**Consegna:**
Trascrivi fedelmente dal testo sulla riforma della scuola il passo che comincia con le parole "Gettate il mondo" e si chiude dopo "di tornare indietro.".

La storia della scuola ci parla di un percorso di autoriforma, di sperimentazione e di innovazione rispetto a cui i provvedimenti legislativi sono stati la forma intelligente di interpretazione ed accompagnamento. Non vi sono state rotture traumatiche nel percorso di sviluppo del sistema scolastico nazionale; vi è stata una scuola che ha inventato, sperimentato e progettato nel vivo rapporto tra docenti, ricercatori, genitori e studenti. Questa è la realtà del mondo della scuola, un mondo che si autorinnova e di cui la politica deve tener conto nel momento in cui definisce le procedure, i modi e le forme per accompagnare, rendere visibile e stabile e rilanciare questo processo.
Affermando che questo processo si interrompe e dicendo «adesso arrivo io: ghe pens mi», di fatto avete già ottenuto un esito negativo. Avete gettato nel disorientamento la comunità scolastica, i docenti e gli studenti e nell'incertezza le famiglie che non sanno più qual è la scuola che si sta configurando sotto i loro occhi. Vi è una legge che - se diamo ascolto ad un famoso opuscolo diffuso in centinaia di migliaia di copie da questo Governo - dà già per acquisita questa riforma da mesi, mentre - per fortuna dico io - siamo ancora qui a discutere ed il cammino non è ancora ultimato.
Gettate il mondo della scuola nell'incertezza e quest'ultima è il grande pericolo del nostro tempo. L'incertezza, infatti, genera paura, chiusura, voglia d'ordine ed anche, forse, voglia di tornare indietro.
Non so se con gli effetti annuncio sulla riforma già attuata e che, invece, ancora materialmente non c'è nei suoi esiti di fatto vi stiate rivolgendo alla parte più vecchia e corporativa del mondo della scuola richiamandola ad antichi messaggi, ad antiche illusioni.
Noi abbiamo proposto emendamenti, abbiamo discusso, posto problemi. Voi avete sempre parlato di confronto: di fatto tale confronto si è ridotto ad un puro esercizio formale e retorico, visto che nessuno degli emendamenti proposti dall'opposizione è stato preso in considerazione e nessuno degli emendamenti nell'animo della maggioranza ha visto la luce. Eppure, vi erano molte ragioni per avviare davvero il suddetto confronto.

**Contenuto dei dati:**
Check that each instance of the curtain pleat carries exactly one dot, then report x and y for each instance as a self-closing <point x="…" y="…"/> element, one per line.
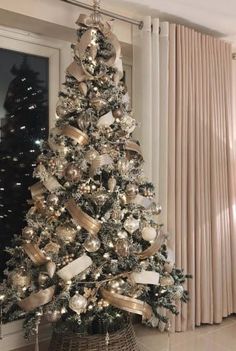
<point x="201" y="166"/>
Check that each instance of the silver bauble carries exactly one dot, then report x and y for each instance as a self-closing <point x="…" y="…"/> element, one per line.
<point x="52" y="200"/>
<point x="78" y="303"/>
<point x="91" y="155"/>
<point x="131" y="224"/>
<point x="92" y="244"/>
<point x="149" y="233"/>
<point x="66" y="233"/>
<point x="72" y="173"/>
<point x="112" y="184"/>
<point x="131" y="190"/>
<point x="28" y="233"/>
<point x="53" y="316"/>
<point x="122" y="247"/>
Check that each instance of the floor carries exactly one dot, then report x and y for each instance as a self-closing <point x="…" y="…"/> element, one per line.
<point x="205" y="338"/>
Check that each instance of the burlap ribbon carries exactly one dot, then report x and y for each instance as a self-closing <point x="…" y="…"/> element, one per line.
<point x="36" y="300"/>
<point x="74" y="268"/>
<point x="35" y="254"/>
<point x="154" y="248"/>
<point x="75" y="134"/>
<point x="81" y="218"/>
<point x="127" y="304"/>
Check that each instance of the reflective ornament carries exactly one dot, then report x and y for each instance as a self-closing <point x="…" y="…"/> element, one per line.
<point x="123" y="166"/>
<point x="168" y="266"/>
<point x="52" y="248"/>
<point x="43" y="278"/>
<point x="149" y="233"/>
<point x="122" y="247"/>
<point x="91" y="155"/>
<point x="83" y="88"/>
<point x="66" y="233"/>
<point x="122" y="234"/>
<point x="118" y="113"/>
<point x="19" y="279"/>
<point x="131" y="190"/>
<point x="78" y="303"/>
<point x="117" y="286"/>
<point x="92" y="244"/>
<point x="72" y="173"/>
<point x="52" y="316"/>
<point x="98" y="103"/>
<point x="166" y="280"/>
<point x="131" y="224"/>
<point x="52" y="200"/>
<point x="51" y="268"/>
<point x="28" y="233"/>
<point x="112" y="184"/>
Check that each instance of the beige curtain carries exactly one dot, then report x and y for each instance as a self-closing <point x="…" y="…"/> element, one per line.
<point x="201" y="190"/>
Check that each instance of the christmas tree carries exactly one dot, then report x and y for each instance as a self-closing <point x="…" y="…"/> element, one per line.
<point x="92" y="252"/>
<point x="25" y="106"/>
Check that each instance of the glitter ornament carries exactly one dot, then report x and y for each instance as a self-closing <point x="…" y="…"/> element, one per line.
<point x="78" y="303"/>
<point x="149" y="233"/>
<point x="92" y="244"/>
<point x="66" y="233"/>
<point x="131" y="224"/>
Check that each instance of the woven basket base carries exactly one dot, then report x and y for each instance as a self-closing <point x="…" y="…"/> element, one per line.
<point x="122" y="340"/>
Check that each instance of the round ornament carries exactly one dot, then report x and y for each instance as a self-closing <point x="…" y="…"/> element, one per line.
<point x="78" y="303"/>
<point x="131" y="190"/>
<point x="72" y="173"/>
<point x="66" y="233"/>
<point x="52" y="200"/>
<point x="166" y="280"/>
<point x="122" y="247"/>
<point x="19" y="279"/>
<point x="53" y="316"/>
<point x="131" y="224"/>
<point x="149" y="233"/>
<point x="92" y="244"/>
<point x="28" y="233"/>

**Soluzione:**
Gettate il mondo della scuola nell'incertezza e quest'ultima è il grande pericolo del nostro tempo. L'incertezza, infatti, genera paura, chiusura, voglia d'ordine ed anche, forse, voglia di tornare indietro.